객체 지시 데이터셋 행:
***
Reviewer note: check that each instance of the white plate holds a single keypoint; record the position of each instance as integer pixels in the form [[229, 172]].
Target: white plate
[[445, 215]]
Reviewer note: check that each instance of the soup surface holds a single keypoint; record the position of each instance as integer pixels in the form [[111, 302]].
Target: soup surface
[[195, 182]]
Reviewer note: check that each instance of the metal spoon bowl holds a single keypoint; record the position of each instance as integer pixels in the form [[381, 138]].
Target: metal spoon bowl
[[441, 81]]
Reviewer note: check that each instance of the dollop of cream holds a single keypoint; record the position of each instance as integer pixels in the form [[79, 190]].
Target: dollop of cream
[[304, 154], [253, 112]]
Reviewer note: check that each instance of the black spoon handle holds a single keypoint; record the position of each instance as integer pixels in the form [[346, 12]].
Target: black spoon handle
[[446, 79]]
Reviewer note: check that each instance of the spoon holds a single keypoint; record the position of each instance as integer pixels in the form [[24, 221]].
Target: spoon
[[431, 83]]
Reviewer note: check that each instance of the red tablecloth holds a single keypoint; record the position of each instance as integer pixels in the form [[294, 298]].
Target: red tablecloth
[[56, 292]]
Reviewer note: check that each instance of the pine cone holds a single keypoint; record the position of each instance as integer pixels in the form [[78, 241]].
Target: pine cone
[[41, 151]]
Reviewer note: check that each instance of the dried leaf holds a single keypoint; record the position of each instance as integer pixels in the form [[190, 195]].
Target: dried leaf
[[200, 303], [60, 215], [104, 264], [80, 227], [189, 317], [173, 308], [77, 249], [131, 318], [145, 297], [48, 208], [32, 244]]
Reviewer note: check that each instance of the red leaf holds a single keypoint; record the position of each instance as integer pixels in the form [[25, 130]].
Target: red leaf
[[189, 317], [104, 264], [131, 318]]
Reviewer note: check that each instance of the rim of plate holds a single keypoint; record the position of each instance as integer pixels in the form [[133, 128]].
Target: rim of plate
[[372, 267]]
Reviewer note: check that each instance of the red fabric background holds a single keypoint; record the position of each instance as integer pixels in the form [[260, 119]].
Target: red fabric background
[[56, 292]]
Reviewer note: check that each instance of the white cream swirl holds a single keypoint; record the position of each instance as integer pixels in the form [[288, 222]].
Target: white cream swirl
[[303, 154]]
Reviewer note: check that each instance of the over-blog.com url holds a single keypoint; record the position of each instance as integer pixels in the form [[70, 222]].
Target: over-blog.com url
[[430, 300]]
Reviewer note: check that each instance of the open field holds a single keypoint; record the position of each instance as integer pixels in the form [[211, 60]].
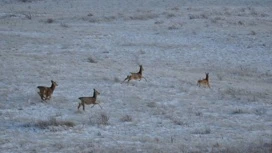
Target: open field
[[88, 44]]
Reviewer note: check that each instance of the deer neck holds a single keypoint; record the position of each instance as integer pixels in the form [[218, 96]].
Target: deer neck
[[53, 87], [140, 71], [94, 95], [207, 77]]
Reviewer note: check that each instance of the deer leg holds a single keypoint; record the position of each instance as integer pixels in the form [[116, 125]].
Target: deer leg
[[78, 105], [144, 78], [99, 106], [124, 80]]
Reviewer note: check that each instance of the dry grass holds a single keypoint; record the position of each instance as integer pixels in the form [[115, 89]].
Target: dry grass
[[126, 118], [52, 122], [92, 60], [99, 119]]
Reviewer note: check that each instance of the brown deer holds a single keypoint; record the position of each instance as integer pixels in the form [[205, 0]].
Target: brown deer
[[89, 100], [135, 76], [46, 92], [204, 82]]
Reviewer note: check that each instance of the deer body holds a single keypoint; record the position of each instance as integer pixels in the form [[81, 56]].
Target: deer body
[[204, 82], [89, 100], [46, 92], [135, 76]]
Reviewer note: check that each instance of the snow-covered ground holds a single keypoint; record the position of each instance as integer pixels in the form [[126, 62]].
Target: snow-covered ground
[[88, 44]]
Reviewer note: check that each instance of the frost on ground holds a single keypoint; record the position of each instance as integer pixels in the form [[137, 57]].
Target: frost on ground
[[95, 44]]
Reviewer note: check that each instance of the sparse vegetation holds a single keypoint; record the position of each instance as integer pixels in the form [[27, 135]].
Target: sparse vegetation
[[100, 119], [205, 130], [126, 118], [52, 122], [92, 60], [49, 20]]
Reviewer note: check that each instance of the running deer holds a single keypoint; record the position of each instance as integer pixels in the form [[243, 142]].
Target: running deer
[[46, 92], [89, 100], [204, 82], [135, 76]]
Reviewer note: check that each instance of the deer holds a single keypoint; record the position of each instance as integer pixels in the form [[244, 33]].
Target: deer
[[89, 100], [135, 76], [204, 82], [46, 92]]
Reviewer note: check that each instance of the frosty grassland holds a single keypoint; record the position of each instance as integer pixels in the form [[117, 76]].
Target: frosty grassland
[[90, 44]]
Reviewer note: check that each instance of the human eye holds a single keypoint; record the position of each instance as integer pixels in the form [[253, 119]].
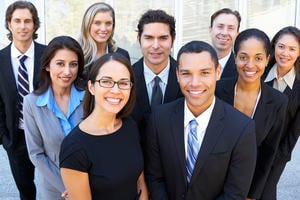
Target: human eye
[[60, 63], [106, 82], [124, 84], [74, 64]]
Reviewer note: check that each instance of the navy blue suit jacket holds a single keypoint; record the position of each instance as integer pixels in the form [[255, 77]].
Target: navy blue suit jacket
[[269, 118], [9, 101], [142, 107], [225, 162]]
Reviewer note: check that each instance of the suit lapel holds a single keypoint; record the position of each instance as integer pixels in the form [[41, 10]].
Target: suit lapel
[[141, 89], [213, 131], [172, 89], [177, 131], [8, 72]]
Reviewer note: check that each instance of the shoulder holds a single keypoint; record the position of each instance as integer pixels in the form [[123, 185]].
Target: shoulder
[[273, 94]]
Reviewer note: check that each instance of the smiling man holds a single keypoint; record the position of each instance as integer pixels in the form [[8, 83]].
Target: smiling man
[[224, 28], [155, 72], [199, 147], [17, 78]]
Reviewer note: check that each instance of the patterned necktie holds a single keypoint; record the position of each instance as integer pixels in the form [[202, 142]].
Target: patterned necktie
[[193, 147], [157, 96], [23, 84]]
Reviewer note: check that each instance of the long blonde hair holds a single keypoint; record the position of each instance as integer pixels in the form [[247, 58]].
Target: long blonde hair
[[86, 41]]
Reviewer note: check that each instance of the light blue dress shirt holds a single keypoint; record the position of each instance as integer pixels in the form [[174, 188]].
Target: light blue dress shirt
[[67, 122]]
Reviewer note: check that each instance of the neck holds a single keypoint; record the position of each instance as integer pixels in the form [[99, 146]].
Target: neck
[[281, 71], [249, 87], [22, 46], [222, 53], [157, 68], [101, 49]]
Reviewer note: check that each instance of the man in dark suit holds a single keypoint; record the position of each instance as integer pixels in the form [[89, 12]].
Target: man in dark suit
[[224, 28], [214, 159], [156, 35], [22, 22]]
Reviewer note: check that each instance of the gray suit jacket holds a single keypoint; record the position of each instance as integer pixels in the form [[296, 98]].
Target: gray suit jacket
[[44, 135]]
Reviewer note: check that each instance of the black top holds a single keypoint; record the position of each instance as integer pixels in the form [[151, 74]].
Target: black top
[[114, 162]]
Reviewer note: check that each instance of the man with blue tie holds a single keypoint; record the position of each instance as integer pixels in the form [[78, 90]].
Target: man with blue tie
[[155, 72], [19, 66], [199, 147]]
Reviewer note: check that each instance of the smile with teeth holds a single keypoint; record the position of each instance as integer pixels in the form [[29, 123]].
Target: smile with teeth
[[248, 73], [113, 100]]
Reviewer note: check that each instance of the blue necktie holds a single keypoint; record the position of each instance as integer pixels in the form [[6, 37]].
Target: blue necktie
[[23, 84], [157, 95], [193, 147]]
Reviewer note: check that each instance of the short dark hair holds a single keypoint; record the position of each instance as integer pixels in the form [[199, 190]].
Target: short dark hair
[[22, 5], [289, 30], [156, 16], [58, 43], [198, 47], [226, 11], [89, 99], [252, 33]]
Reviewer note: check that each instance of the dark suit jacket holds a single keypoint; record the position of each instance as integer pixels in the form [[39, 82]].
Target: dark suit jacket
[[292, 127], [269, 118], [225, 162], [230, 68], [142, 107], [9, 101]]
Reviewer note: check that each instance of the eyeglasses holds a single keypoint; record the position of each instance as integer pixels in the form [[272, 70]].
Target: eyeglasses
[[122, 84]]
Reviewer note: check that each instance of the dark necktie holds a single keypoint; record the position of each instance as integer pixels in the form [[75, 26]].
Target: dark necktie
[[157, 96], [23, 84], [193, 147]]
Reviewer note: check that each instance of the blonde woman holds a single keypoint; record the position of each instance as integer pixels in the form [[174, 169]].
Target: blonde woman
[[96, 37]]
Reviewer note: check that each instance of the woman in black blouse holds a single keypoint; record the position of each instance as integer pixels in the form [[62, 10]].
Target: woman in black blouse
[[101, 158]]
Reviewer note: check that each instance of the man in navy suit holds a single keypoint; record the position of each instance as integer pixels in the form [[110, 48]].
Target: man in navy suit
[[224, 28], [22, 23], [156, 35], [224, 151]]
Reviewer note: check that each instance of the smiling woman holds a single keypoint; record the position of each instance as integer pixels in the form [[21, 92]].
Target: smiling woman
[[109, 99]]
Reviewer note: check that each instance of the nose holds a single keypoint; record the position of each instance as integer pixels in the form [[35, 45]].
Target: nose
[[155, 43], [67, 69]]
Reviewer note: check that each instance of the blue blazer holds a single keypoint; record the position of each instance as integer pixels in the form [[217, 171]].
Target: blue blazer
[[44, 136], [9, 101], [225, 162], [269, 118]]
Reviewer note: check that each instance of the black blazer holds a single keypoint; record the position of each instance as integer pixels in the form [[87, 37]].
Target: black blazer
[[230, 68], [225, 162], [142, 107], [269, 118], [9, 101], [292, 126]]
***
| 과제 목표 |
목록에서 "Reviewer note: check that each instance of the red leaf" 문구가 들어 있는 줄부터 "[[189, 317], [104, 264], [131, 318]]" 문구가 들어 있는 줄까지, 양 끝 줄을 포함한 모든 줄을 '번호'와 '내용' 두 열로 된 마크다운 표에 옮겨 넣으시오. 빈 줄은 표에 넣지 마시오.

| 문제 풀이 |
| 번호 | 내용 |
|---|---|
| 1 | Reviewer note: check that each instance of the red leaf holds a single keypoint; record the position of each instance as integer pixels in the form [[25, 130]]. |
| 2 | Target: red leaf |
| 3 | [[189, 317], [104, 264], [131, 318]] |